[Begin Page excerpt]

The specification includes examples:

Minimal

Request:

OPTIONS /somecollection/ HTTP/1.1
Host: example.org

Response:

HTTP/1.1 200 OK
Allow: OPTIONS, GET, HEAD, POST, PUT, DELETE, TRACE, COPY, MOVE
Allow: MKCOL, PROPFIND, PROPPATCH, LOCK, UNLOCK, ORDERPATCH
DAV: 1, 2, ordered-collections

Realistic

Request:

  PROPFIND /somecollection HTTP/1.1
    Depth: 0
    Content-Type: text/xml; charset="utf-8"
    Content-Length: xxx

    <?xml version="1.0" encoding="UTF-8" ?>
    <propfind xmlns="DAV:">
      <prop>
        <supported-live-property-set/>
        <supported-method-set/>
      </prop>
    </propfind>

Response:

HTTP/1.1 207 Multi-Status
Content-Type: text/xml; charset="utf-8"

[End Page excerpt]
[Begin Dataset records]

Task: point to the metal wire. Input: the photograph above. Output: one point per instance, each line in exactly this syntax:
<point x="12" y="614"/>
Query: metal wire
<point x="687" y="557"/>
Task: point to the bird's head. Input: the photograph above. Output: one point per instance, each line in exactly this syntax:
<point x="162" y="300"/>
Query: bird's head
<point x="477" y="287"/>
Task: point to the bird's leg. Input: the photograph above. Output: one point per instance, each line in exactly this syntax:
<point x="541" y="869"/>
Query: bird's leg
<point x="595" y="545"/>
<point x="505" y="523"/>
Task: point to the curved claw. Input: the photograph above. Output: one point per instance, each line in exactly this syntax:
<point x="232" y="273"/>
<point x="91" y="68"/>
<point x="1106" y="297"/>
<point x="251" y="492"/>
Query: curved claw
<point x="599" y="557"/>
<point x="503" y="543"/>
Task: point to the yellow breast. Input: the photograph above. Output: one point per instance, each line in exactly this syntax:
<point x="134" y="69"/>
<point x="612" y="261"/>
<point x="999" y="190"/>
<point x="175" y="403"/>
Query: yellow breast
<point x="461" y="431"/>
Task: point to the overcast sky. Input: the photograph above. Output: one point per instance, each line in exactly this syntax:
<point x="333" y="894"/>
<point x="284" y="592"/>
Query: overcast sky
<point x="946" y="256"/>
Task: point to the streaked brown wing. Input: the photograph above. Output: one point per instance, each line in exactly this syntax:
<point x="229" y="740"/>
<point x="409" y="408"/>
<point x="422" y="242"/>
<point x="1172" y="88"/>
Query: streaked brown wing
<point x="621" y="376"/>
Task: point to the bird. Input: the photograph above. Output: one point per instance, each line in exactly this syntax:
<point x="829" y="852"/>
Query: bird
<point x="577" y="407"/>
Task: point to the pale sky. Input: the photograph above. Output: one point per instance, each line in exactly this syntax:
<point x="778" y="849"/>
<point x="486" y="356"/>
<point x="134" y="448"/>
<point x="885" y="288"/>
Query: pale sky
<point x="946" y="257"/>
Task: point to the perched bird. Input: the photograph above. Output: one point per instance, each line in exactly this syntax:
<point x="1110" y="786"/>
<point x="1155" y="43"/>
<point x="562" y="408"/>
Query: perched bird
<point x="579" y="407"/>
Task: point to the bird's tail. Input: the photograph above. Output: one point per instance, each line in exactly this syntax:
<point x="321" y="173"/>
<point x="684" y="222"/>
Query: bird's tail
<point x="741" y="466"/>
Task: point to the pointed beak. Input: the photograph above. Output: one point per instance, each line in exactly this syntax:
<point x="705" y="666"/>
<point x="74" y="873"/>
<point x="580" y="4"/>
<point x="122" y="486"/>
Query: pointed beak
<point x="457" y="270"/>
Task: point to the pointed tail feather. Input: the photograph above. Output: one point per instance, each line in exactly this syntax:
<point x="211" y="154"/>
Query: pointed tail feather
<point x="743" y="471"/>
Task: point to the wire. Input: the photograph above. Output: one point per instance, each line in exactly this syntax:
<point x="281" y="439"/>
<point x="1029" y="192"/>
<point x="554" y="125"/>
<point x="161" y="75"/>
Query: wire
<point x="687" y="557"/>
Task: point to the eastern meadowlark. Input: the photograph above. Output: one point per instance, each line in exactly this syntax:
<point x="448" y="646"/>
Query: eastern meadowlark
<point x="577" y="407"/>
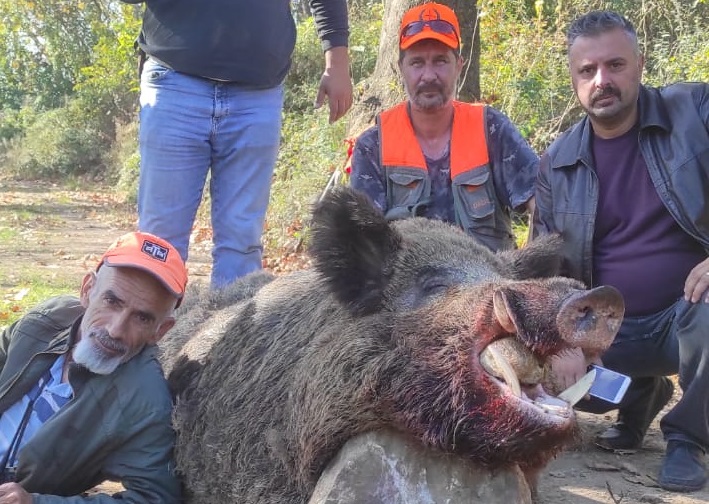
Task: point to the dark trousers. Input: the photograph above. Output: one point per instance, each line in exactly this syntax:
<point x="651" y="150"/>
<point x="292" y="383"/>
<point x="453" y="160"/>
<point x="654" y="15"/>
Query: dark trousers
<point x="673" y="341"/>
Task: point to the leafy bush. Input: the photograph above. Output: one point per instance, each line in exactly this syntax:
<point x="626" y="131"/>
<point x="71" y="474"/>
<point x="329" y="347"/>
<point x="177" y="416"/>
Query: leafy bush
<point x="62" y="142"/>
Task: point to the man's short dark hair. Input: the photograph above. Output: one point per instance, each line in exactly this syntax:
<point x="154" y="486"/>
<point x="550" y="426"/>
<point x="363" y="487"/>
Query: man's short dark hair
<point x="598" y="22"/>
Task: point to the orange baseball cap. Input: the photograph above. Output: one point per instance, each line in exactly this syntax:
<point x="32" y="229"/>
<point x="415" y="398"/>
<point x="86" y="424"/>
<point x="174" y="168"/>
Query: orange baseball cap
<point x="152" y="254"/>
<point x="429" y="21"/>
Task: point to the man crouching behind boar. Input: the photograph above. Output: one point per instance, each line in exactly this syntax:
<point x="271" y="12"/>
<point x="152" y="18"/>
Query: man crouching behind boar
<point x="82" y="396"/>
<point x="409" y="325"/>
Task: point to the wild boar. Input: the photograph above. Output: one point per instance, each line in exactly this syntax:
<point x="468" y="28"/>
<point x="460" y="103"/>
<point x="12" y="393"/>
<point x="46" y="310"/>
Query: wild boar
<point x="408" y="325"/>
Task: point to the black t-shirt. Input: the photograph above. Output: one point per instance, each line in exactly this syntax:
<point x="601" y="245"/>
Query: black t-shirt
<point x="248" y="42"/>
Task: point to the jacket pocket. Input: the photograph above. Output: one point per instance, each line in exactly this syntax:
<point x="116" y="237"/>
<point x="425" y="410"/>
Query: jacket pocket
<point x="406" y="189"/>
<point x="474" y="194"/>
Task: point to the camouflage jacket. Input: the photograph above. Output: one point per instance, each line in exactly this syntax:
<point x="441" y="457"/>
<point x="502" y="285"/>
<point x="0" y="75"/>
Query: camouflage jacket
<point x="512" y="162"/>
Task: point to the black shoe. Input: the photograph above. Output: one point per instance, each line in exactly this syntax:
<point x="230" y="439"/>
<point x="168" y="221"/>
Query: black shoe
<point x="620" y="437"/>
<point x="633" y="422"/>
<point x="683" y="468"/>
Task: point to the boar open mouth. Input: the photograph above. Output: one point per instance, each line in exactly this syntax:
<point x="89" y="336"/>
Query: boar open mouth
<point x="587" y="319"/>
<point x="517" y="369"/>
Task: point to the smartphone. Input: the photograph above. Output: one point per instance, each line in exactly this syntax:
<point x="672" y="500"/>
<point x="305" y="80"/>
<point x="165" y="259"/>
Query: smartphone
<point x="609" y="385"/>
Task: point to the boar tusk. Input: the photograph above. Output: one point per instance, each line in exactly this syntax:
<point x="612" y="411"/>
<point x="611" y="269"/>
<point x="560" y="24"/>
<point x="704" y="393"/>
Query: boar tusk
<point x="502" y="314"/>
<point x="497" y="365"/>
<point x="578" y="390"/>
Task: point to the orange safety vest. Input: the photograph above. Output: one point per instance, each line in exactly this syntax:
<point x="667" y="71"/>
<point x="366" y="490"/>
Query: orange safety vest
<point x="408" y="185"/>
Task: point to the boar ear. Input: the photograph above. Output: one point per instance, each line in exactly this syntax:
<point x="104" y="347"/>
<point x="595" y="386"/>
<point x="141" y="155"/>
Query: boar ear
<point x="352" y="246"/>
<point x="540" y="258"/>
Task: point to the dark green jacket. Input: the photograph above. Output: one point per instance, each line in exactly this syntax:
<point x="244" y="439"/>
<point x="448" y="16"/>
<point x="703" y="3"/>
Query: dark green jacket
<point x="674" y="141"/>
<point x="116" y="427"/>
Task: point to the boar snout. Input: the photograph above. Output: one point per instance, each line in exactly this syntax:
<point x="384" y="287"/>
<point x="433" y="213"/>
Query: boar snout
<point x="590" y="319"/>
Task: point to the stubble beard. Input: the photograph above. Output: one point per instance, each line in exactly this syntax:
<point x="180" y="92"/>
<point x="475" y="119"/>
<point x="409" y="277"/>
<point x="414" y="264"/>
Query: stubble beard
<point x="422" y="101"/>
<point x="92" y="356"/>
<point x="610" y="112"/>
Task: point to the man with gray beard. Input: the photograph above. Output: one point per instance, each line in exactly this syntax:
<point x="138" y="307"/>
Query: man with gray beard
<point x="436" y="157"/>
<point x="83" y="398"/>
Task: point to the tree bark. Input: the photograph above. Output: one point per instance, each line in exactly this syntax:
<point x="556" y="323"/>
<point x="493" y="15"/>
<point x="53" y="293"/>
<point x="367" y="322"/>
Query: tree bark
<point x="383" y="88"/>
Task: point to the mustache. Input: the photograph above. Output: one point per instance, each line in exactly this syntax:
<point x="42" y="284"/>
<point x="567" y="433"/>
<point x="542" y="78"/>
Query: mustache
<point x="104" y="338"/>
<point x="428" y="87"/>
<point x="605" y="93"/>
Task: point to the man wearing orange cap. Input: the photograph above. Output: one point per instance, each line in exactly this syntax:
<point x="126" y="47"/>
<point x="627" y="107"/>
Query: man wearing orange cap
<point x="435" y="157"/>
<point x="82" y="396"/>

[End Dataset records]

*Required task 1*. In the HTTP examples, what value does the DAV header carry in the minimal response?
*Required task 2*. How many lines of the rows contain the word "pale"? Give only the number.

*Correct output 1*. 1, 2, ordered-collections

*Correct output 2*. 2